Available data section start
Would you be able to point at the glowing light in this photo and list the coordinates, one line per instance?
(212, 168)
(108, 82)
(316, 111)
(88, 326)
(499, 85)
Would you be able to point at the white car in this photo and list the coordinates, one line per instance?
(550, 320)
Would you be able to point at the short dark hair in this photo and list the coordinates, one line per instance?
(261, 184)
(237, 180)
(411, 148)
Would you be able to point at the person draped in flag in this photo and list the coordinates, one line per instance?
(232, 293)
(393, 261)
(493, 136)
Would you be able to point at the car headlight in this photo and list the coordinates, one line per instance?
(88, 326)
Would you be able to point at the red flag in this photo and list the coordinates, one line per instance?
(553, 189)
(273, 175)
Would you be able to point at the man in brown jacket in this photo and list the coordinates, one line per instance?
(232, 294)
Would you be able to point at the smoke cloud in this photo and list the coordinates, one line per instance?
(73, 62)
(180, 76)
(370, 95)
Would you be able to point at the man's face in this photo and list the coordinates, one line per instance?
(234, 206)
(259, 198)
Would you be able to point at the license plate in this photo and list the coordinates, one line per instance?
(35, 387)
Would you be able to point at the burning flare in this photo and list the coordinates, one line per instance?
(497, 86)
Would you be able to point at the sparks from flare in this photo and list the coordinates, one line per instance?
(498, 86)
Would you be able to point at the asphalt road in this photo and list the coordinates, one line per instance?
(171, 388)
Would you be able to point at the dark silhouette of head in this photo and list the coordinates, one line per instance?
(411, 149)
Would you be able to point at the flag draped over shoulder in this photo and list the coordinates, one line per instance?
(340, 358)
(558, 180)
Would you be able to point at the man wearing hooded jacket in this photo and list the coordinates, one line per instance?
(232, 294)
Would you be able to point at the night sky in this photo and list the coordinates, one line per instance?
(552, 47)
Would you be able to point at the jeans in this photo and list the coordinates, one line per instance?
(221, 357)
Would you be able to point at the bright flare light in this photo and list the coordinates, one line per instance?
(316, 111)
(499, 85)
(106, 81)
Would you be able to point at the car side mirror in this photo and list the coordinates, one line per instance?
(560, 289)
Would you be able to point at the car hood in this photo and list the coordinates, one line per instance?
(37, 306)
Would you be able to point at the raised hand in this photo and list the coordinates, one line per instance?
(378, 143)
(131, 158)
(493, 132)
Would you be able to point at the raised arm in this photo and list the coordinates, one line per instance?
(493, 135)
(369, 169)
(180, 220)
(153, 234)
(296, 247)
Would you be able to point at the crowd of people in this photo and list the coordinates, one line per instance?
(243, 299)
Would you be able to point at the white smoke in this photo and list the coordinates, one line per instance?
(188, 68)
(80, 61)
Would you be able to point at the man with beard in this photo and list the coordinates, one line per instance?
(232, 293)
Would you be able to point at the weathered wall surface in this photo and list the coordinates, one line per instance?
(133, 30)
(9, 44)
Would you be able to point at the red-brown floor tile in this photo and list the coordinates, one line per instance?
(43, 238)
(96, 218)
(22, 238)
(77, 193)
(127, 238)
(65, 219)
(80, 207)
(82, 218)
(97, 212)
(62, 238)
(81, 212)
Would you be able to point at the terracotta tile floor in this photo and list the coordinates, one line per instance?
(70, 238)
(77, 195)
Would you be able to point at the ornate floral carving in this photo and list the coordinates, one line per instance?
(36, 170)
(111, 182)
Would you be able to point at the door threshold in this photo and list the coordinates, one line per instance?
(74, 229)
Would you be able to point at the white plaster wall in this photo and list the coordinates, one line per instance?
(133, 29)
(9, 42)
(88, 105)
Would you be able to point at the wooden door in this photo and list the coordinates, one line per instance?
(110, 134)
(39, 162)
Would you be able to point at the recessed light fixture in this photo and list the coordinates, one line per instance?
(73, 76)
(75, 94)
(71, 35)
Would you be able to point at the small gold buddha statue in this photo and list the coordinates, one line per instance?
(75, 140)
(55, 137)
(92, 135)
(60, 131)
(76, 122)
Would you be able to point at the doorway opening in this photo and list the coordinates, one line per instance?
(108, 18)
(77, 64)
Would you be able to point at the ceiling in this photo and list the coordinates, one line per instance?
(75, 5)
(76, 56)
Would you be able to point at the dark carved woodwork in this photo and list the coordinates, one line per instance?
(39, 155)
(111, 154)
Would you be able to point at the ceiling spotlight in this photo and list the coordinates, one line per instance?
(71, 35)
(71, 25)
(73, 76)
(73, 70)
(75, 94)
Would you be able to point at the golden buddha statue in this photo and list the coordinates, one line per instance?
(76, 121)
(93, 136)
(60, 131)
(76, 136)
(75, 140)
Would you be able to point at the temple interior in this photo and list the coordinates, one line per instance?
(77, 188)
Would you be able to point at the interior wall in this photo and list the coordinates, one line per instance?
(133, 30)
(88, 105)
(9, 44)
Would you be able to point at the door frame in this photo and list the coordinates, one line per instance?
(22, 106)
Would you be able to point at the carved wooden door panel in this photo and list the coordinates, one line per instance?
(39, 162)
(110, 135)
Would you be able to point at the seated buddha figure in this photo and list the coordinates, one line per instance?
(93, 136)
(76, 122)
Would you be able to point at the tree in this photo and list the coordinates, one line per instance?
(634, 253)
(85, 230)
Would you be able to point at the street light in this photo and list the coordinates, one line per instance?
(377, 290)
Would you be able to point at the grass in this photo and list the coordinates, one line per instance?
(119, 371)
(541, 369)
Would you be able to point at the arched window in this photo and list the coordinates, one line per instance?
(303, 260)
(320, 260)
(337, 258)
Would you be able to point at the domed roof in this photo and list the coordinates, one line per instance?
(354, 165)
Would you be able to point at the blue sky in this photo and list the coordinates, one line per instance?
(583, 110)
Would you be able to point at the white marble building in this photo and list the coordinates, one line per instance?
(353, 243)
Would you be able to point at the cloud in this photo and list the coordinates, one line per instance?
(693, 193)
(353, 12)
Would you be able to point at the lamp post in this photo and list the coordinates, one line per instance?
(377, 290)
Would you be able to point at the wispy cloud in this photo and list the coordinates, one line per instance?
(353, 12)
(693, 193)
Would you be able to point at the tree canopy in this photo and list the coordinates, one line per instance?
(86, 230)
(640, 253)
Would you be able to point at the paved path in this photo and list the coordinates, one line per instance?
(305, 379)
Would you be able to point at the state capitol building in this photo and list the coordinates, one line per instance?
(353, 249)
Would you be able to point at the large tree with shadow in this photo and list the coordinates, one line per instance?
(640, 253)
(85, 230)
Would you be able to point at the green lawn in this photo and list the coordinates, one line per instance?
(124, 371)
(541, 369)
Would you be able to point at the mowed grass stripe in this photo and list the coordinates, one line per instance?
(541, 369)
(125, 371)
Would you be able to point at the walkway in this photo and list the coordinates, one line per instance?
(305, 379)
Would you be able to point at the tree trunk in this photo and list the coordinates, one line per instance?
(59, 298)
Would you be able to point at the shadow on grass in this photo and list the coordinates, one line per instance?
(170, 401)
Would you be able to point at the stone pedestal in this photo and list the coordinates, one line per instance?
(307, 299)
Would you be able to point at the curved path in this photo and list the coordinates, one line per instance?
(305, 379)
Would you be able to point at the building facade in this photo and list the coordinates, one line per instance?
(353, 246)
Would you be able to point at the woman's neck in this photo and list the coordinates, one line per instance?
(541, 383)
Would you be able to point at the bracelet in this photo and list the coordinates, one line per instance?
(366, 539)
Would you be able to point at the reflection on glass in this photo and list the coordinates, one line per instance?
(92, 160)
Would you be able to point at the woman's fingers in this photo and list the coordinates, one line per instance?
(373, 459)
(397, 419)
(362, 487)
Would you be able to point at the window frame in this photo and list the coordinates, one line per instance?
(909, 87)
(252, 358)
Available data section end
▸ **Exercise**
Write the data out again, verbatim.

▸ **Exercise answer**
Would you be able to point at the glowing light in this photo and list the coordinates, one line per instance?
(212, 168)
(108, 82)
(316, 111)
(88, 326)
(499, 85)
Would you be able to point at the white car in this photo and list the coordinates, one line per instance?
(550, 320)
Would you be able to point at the short dark hair in this photo and list the coordinates, one line per instance?
(261, 184)
(237, 180)
(411, 148)
Would you be able to point at the person draped in flag in this photo and list the coordinates, one line per instance?
(232, 293)
(393, 261)
(493, 136)
Would you be able to point at the car headlight in this photo and list the coordinates, one line per instance?
(88, 326)
Would you be able to point at the red flag in this photo and list the coordinates, one line per instance?
(553, 189)
(273, 175)
Would you be able to point at the man in brown jacket in this photo and list the coordinates, one line per instance?
(232, 294)
Would you be able to point at the smoke cloud in this photo and list the coordinates, one line per instance?
(73, 62)
(180, 76)
(370, 95)
Would you be able to point at the man's face in this photo and list the coordinates, one line per instance?
(234, 206)
(259, 198)
Would you be able to point at the license plate in this photo and list the coordinates, one line per instance?
(35, 387)
Would you be able to point at the burning flare in this photo and list the coordinates, one line per instance?
(497, 86)
Would you be able to point at the sparks from flare in this photo and list the coordinates, one line per instance?
(498, 86)
Would you be able to point at the asphalt road in this photo and list the coordinates, one line per instance?
(171, 388)
Would you be able to point at the dark silhouette of head in this photo and list the coordinates, one line per instance?
(411, 149)
Would you be able to point at the flag draped over shoulder in this photo and list the coordinates, one line per instance?
(340, 358)
(558, 180)
Would you be able to point at the man wearing hooded jacket in this photo and list the coordinates, one line per instance?
(232, 294)
Would you be able to point at the night sky in this photo and list the coordinates, one line per instance?
(552, 47)
Would you be able to point at the jeans in this photo and list the coordinates, one line per instance?
(221, 357)
Would you be able to point at the bright flare light in this photo and list the coordinates, one line per instance?
(316, 111)
(499, 85)
(106, 81)
Would you be able to point at the car side mirror in this photo and list the coordinates, one line per instance?
(560, 289)
Would you be able to point at the car hood in this photo and list the coordinates, one line per instance?
(37, 306)
Would you be able to point at the raised hand in this photo and list the coordinates, one line per instance?
(378, 143)
(131, 158)
(493, 132)
Would you be able to point at the raised arm in this photo and list the coordinates, one line per instance?
(493, 135)
(369, 169)
(180, 220)
(153, 234)
(296, 247)
Would you be able to point at the crowd of people in this photo and list the coordinates, one line per instance?
(243, 299)
Would you be able to point at the white smoke in this photo and list the coordinates, one line per instance?
(188, 68)
(80, 61)
Would you be able to point at the man with beard in this photo and list the coordinates, one line per instance?
(232, 293)
Would you be able to point at the weathered wall surface in this photo and list the coordinates, one line per instance?
(133, 30)
(9, 44)
Would you be able to point at the red-brown floor tile in this photo and list the coordinates, one line per instance?
(43, 238)
(96, 218)
(22, 238)
(77, 193)
(127, 238)
(65, 219)
(80, 207)
(82, 218)
(97, 212)
(62, 238)
(81, 212)
Would you be able to point at the terracotta tile floor in this photo and list the coordinates, one line per instance?
(70, 238)
(77, 195)
Would you be able to point at the ornate floral carving in this photo and list the coordinates, one line per instance?
(36, 170)
(111, 182)
Would you be able to point at the door threshold in this photo and list the coordinates, one line per instance?
(74, 229)
Would you be able to point at the white plaster wall in this photo and list the coordinates, one line per instance?
(133, 29)
(9, 42)
(88, 105)
Would you be able to point at the wooden door in this photo and list the coordinates, one line per instance?
(110, 134)
(39, 162)
Would you be able to point at the recessed light fixture in this photo and list the coordinates, one line per instance?
(73, 76)
(75, 94)
(71, 35)
Would you be able to point at the small gold buddha statue in this photo and list the coordinates, one line per instance?
(75, 140)
(55, 137)
(92, 135)
(60, 131)
(76, 122)
Would you be able to point at the doorway opening in this photo and list the coordinates, one line per instance?
(108, 18)
(77, 64)
Would you be able to point at the ceiling in this photo and list the coordinates, one line per instance?
(75, 5)
(76, 56)
Would you be able to point at the dark carved woodwork in this photo and list the coordinates, one line per instance?
(39, 155)
(111, 154)
Would you be able to point at the ceiling spotlight in this photo and list the coordinates, one line per instance?
(71, 35)
(71, 25)
(73, 76)
(73, 70)
(75, 94)
Would you be able to point at the golden buddha statue in this photo and list the coordinates, one line per instance?
(76, 121)
(93, 136)
(60, 131)
(76, 136)
(75, 140)
Would you be able to point at the temple interior in this photo and list the coordinates, one line per instance?
(77, 188)
Would you be able to point at the interior wall in this photo and list the coordinates, one line per instance?
(133, 30)
(88, 105)
(9, 44)
Would you be able to point at the door frame in this photo and list the coordinates, one line per instance?
(22, 106)
Would you be able to point at the carved wooden door panel in this photo and list the coordinates, one line per instance?
(39, 162)
(110, 135)
Would you be able to point at the seated buddha figure in this photo and list the coordinates, one line per instance?
(93, 136)
(76, 122)
Would you be able to point at the tree in this photo and list the coordinates, one line per instance?
(634, 253)
(85, 230)
Would you be able to point at the street light in this photo and list the coordinates, one line per instance?
(377, 290)
Would you be able to point at the grass in this photo and list the coordinates, one line per instance?
(119, 371)
(541, 369)
Would you be able to point at the arched window in this photo and list the coordinates, one line per instance?
(303, 260)
(320, 260)
(337, 258)
Would you be able to point at the domed roof in this photo and list the coordinates, one line per instance?
(354, 165)
Would you be able to point at the blue sky in this photo and list the coordinates, one line per instance?
(583, 110)
Would you be able to point at the white marble building in this photo and list the coordinates, one line per instance?
(353, 243)
Would you be able to point at the cloud in this photo and list the coordinates, one line per instance?
(693, 193)
(353, 12)
Would you be able to point at the lamp post in this photo and list the coordinates, one line per instance?
(377, 290)
Would you be able to point at the wispy cloud in this photo and list the coordinates, one line per instance?
(353, 12)
(693, 193)
Would you be able to point at the tree canopy in this photo and list the coordinates, one line per instance?
(86, 230)
(640, 253)
Would you be able to point at the paved path in this photo and list the coordinates, one line per instance?
(305, 379)
Would you be able to point at the state capitol building in this photo and list the coordinates, one line per instance?
(353, 249)
Would you be able to point at the large tree with shadow in this photo and list the coordinates, one line per instance?
(640, 253)
(85, 230)
Would you be able to point at the green lawn in this photo and list the coordinates, one line per instance?
(124, 371)
(541, 369)
Would you be able to point at the mowed grass stripe in this photo and list the coordinates, one line per instance?
(541, 369)
(125, 371)
Would you be able to point at the walkway in this photo and list the coordinates, one line per instance?
(305, 379)
Would you be able to point at the tree trunk in this photo and list the coordinates, one line per instance?
(59, 298)
Would you be able to point at the shadow on grass in this photo and list the coordinates, one line per instance?
(170, 401)
Would you be able to point at the stone pedestal in this photo and list the coordinates, one line per instance?
(307, 299)
Would you be able to point at the curved path in this photo and list the coordinates, one line per instance?
(305, 379)
Would you be able to point at the building facade in this photo and list the coordinates, one line per instance?
(353, 246)
Would you be able to point at the woman's neck in this photo and list the coordinates, one line per instance?
(541, 383)
Would you be able to point at the bracelet in this photo and list the coordinates, one line per instance?
(366, 539)
Would you be able to point at the reflection on glass in this photo and list the coordinates, one line per instance?
(92, 160)
Would you be able to point at the woman's fingers in this photo and list the coordinates, one line per instance?
(373, 459)
(397, 419)
(362, 487)
Would you be able to point at the window frame in this photo and list the coordinates, one line per instance?
(909, 87)
(252, 358)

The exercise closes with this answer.